What makes him a slasher and not someone else? Someone like me?

Schting!

That’s where Tolly comes in. This is his story.

Places to be, people to eviscerate.

This is also Amber’s story. Tolly is writing this for his best friend, who he hasn’t seen for half a lifetime. While Tolly didn’t even know what a slasher was before all of this started, Amber knows all of the rules.

This time, we get to see insides become outsides from the slasher’s POV and with Tolly talking me through it, I finally got the inside scoop (sorry!) I’ve been waiting for. Tolly isn’t quite who I was expecting, though.

He’s a slasher with heart. No, not one he ripped from the chest of one of his victims. One who has the ability to make me tear up, because he’s just so relatable and I want everything to turn out well for him. (Is there ever going to be a Stephen Graham Jones book that doesn’t make me cry?)

WORK TASK
Copy the whole review about Tolly the slasher word for word.

DATA SECTION
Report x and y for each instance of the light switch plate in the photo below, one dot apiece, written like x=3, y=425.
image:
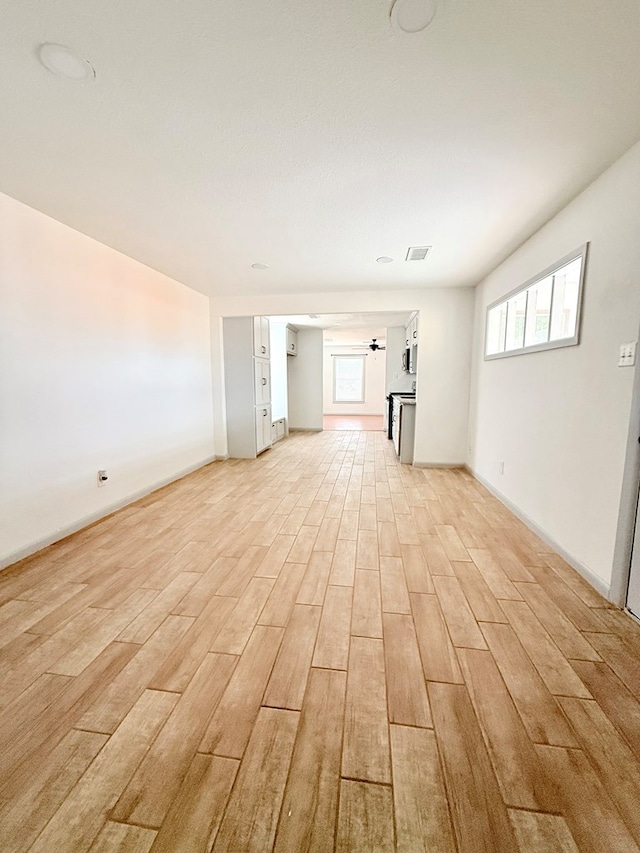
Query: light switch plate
x=627, y=356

RESULT OF THIS EXERCISE
What makes him a slasher and not someone else? Someone like me?

Schting!

That’s where Tolly comes in. This is his story.

Places to be, people to eviscerate.

This is also Amber’s story. Tolly is writing this for his best friend, who he hasn’t seen for half a lifetime. While Tolly didn’t even know what a slasher was before all of this started, Amber knows all of the rules.

This time, we get to see insides become outsides from the slasher’s POV and with Tolly talking me through it, I finally got the inside scoop (sorry!) I’ve been waiting for. Tolly isn’t quite who I was expecting, though.

He’s a slasher with heart. No, not one he ripped from the chest of one of his victims. One who has the ability to make me tear up, because he’s just so relatable and I want everything to turn out well for him. (Is there ever going to be a Stephen Graham Jones book that doesn’t make me cry?)